#### DATA SHOWN

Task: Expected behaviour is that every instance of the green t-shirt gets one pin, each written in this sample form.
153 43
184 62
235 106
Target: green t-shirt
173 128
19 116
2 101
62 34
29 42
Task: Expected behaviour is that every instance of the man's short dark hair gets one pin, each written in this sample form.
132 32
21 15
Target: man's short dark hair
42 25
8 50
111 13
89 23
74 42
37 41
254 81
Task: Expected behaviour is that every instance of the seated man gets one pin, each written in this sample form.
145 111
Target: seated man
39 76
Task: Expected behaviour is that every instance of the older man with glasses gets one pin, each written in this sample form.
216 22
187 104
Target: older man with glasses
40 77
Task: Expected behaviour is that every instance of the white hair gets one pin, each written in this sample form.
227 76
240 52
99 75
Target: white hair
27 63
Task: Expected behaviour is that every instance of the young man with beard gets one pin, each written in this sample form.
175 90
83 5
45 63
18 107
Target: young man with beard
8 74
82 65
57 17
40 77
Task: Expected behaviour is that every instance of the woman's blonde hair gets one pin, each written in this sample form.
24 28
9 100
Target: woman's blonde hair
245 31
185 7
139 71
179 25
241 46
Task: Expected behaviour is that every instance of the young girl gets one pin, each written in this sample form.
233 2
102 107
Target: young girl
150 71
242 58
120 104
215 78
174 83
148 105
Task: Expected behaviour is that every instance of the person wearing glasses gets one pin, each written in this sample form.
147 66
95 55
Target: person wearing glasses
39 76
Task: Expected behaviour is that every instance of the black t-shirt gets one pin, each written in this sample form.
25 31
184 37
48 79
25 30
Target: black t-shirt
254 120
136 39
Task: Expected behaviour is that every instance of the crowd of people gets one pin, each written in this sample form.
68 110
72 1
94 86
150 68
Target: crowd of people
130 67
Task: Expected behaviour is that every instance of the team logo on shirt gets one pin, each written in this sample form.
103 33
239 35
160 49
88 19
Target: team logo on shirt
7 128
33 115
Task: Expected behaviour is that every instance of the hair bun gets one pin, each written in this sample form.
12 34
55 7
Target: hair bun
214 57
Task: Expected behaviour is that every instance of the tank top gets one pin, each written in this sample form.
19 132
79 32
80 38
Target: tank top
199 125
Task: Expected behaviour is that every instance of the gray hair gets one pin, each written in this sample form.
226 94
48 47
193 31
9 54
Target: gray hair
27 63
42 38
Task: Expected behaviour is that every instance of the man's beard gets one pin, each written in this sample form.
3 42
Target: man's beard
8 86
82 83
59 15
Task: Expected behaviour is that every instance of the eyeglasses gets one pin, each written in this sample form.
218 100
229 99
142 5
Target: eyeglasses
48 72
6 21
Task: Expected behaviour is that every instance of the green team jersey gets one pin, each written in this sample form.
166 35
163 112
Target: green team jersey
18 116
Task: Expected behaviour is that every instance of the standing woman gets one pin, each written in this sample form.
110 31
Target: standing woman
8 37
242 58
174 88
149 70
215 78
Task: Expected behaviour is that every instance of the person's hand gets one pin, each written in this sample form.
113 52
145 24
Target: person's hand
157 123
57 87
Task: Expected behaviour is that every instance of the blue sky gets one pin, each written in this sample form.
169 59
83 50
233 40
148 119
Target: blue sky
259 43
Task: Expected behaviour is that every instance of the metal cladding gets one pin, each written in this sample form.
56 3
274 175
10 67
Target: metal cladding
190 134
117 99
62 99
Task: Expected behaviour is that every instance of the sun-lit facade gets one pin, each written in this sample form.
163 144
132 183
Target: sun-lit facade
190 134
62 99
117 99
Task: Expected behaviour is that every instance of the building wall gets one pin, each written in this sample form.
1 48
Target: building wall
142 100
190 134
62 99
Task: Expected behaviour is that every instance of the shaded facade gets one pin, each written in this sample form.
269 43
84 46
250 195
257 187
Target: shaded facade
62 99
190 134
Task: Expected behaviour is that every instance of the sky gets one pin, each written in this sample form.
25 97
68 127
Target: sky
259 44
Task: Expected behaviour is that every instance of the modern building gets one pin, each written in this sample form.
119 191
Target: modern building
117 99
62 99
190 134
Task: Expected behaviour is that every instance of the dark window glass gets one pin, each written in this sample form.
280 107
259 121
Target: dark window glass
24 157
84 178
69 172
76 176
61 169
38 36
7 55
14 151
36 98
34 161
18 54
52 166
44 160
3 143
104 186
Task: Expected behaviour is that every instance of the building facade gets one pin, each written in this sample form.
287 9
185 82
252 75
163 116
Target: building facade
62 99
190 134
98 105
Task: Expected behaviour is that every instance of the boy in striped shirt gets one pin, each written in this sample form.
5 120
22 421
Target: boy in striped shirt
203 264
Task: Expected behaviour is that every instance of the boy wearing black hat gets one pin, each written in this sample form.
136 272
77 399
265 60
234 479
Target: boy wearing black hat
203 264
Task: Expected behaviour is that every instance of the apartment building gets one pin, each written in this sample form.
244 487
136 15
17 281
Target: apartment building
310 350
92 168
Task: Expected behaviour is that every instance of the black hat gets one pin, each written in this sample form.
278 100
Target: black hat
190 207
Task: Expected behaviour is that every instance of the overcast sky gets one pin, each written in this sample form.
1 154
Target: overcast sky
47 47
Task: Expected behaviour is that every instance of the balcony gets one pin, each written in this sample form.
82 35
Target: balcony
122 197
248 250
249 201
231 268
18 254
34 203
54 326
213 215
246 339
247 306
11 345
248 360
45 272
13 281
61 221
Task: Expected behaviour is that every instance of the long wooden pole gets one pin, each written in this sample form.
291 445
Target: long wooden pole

########

Every record shown above should be set down again exactly.

Task: Expected behaviour is that every instance of the green t-shirt gets one pin, each written in this sample form.
153 43
184 62
235 106
Target: green t-shirt
173 128
19 116
2 101
62 34
29 42
Task: Expected behaviour is that every instance of the man's short dark hair gets one pin, each written in this sample form.
132 32
21 15
Target: man's short dark hair
42 25
8 50
111 13
89 23
74 42
37 41
254 81
Task: Expected behaviour is that every instance of the seated man gets one pin, each written in this sample form.
145 111
Target: seated man
39 76
Task: Expected behaviour is that every instance of the older man with glasses gets one pin, each written in this sample form.
216 22
187 104
Target: older man with glasses
40 77
Task: Expected behaviour is that every instance of the white hair gets one pin, each written in this sample form.
227 76
240 52
99 75
Target: white hair
27 63
Task: Expected behaviour is that every instance of the young man with beard gets one pin, each written in this sample form.
175 90
83 5
45 63
18 107
Target: young man with beard
8 74
82 65
57 17
40 77
Task: Expected behaviour is that every instance of the woman's blonde hair gets one pin, each written in this sample form.
24 28
9 100
Target: woman's blonde hair
245 31
185 7
139 71
179 25
241 46
Task: Expected behaviour is that every instance of the young girl gets one pin, each written in this sample form.
233 2
102 107
Target: young girl
150 71
242 58
120 104
215 78
174 83
148 105
Task: Expected behaviour is that every instance of the person wearing glasses gets one pin, each written in this sample form.
147 66
95 55
Target: person wearing glasses
39 76
Task: Expected behaviour is that every instance of the black t-shirt gets one pin, each written in this sample form.
25 31
184 37
48 79
25 30
Target: black t-shirt
254 120
136 39
Task: Expected behaviour is that every instance of the crowd of people gets one pin, each written in this sample form.
68 110
72 1
94 86
150 68
Target: crowd of people
130 67
Task: Expected behaviour is that every instance of the team logo on shirt gets one pin, each written in this sample form.
103 33
239 35
160 49
88 19
Target: team logo on shirt
7 128
33 115
Task: Expected behaviour is that every instance of the hair bun gets one pin, each written in this sample form.
12 34
55 7
Target: hair bun
214 57
Task: Expected behaviour is that every instance of the tank top gets one pin, each written in this sample form.
19 132
79 32
80 38
Target: tank top
199 125
Task: Expected behaviour is that every instance of the gray hair gets one pin, each written in this sample form.
226 94
48 47
193 31
9 54
Target: gray hair
27 63
42 38
Task: Expected behaviour is that every instance of the man's beard gets one pin, each written in this sample form.
3 42
Target: man's beard
8 86
82 83
59 15
Task: Expected behaviour is that every instance of the eyeglasses gets one pin, each written in this sample form.
218 100
229 99
142 5
Target: eyeglasses
48 72
6 21
Task: Expected behaviour is that every instance of the green team jersey gets one pin, each written in this sample form.
166 35
163 112
Target: green team jersey
18 116
Task: Expected behaviour is that every instance of the standing woman gets one pin, each written in this sample form.
110 31
Target: standing woman
8 37
242 58
174 88
149 70
215 78
Task: Expected behaviour is that every instance of the person's hand gets one pin, each written in this sample form.
113 52
145 24
Target: person's hand
157 123
57 87
Task: Expected behaviour is that every instance of the blue sky gets one pin, each written in this sample form.
169 59
83 50
233 40
148 119
Target: blue sky
259 43
Task: Expected behaviour is that every instance of the metal cladding gets one pin, each written in this sample form.
56 3
274 175
10 67
Target: metal cladding
190 134
117 99
62 99
Task: Expected behaviour is that every instance of the sun-lit facade gets one pin, each written in this sample form.
163 144
132 183
Target: sun-lit facade
190 134
62 99
117 99
Task: Expected behaviour is that every instance of the building wall gets one pin, each written in this sample form.
1 48
Target: building wall
142 100
190 134
62 99
Task: Expected behaviour is that every instance of the shaded facade gets one pin, each written in this sample form.
269 43
84 46
250 195
257 187
Target: shaded facade
62 99
190 134
Task: Expected behaviour is that every instance of the sky gets one pin, each written in this sample form.
25 97
68 127
Target: sky
259 44
Task: Expected behaviour is that every instance of the modern building gets one pin, each written in this sample form.
119 191
Target: modern building
117 99
62 99
190 134
Task: Expected behaviour is that every instance of the dark window glass gets one pin, each written in this sample form.
280 107
259 121
Target: dark window glass
24 157
84 178
69 172
76 176
61 169
38 36
7 55
14 151
36 98
34 161
18 54
52 166
44 160
3 143
104 186
Task: Expected behaviour is that every instance of the building facade gets one pin, each written in this sample form.
287 9
185 82
252 75
163 116
Target: building facade
62 99
190 134
98 105
Task: Expected behaviour is that every instance of the boy in striped shirt gets one pin, each written in this sample form.
5 120
22 421
Target: boy in striped shirt
203 264
Task: Expected behaviour is that every instance of the boy wearing black hat gets one pin, each written in this sample form.
136 272
77 399
265 60
234 479
Target: boy wearing black hat
203 264
Task: Expected behaviour is that every instance of the apartment building gets one pin, each written in this sample form.
244 487
136 15
17 281
Target: apartment building
310 350
92 168
Task: Expected behaviour is that every instance of the black hat gets one pin, each written in this sample form.
278 100
Target: black hat
190 207
Task: Expected behaviour is that every instance of the overcast sky gets one pin, each written in this sample form.
1 154
Target: overcast sky
47 47
Task: Expected behaviour is that every instance of the balcony gets one pin, each written in this sample form.
82 35
Target: balcony
122 197
248 250
249 201
231 268
18 254
34 203
54 326
213 215
246 339
247 306
11 345
248 360
45 272
13 281
61 221
Task: Expected behaviour is that every instance of the long wooden pole gets one pin, each written in this sample form.
291 445
Target: long wooden pole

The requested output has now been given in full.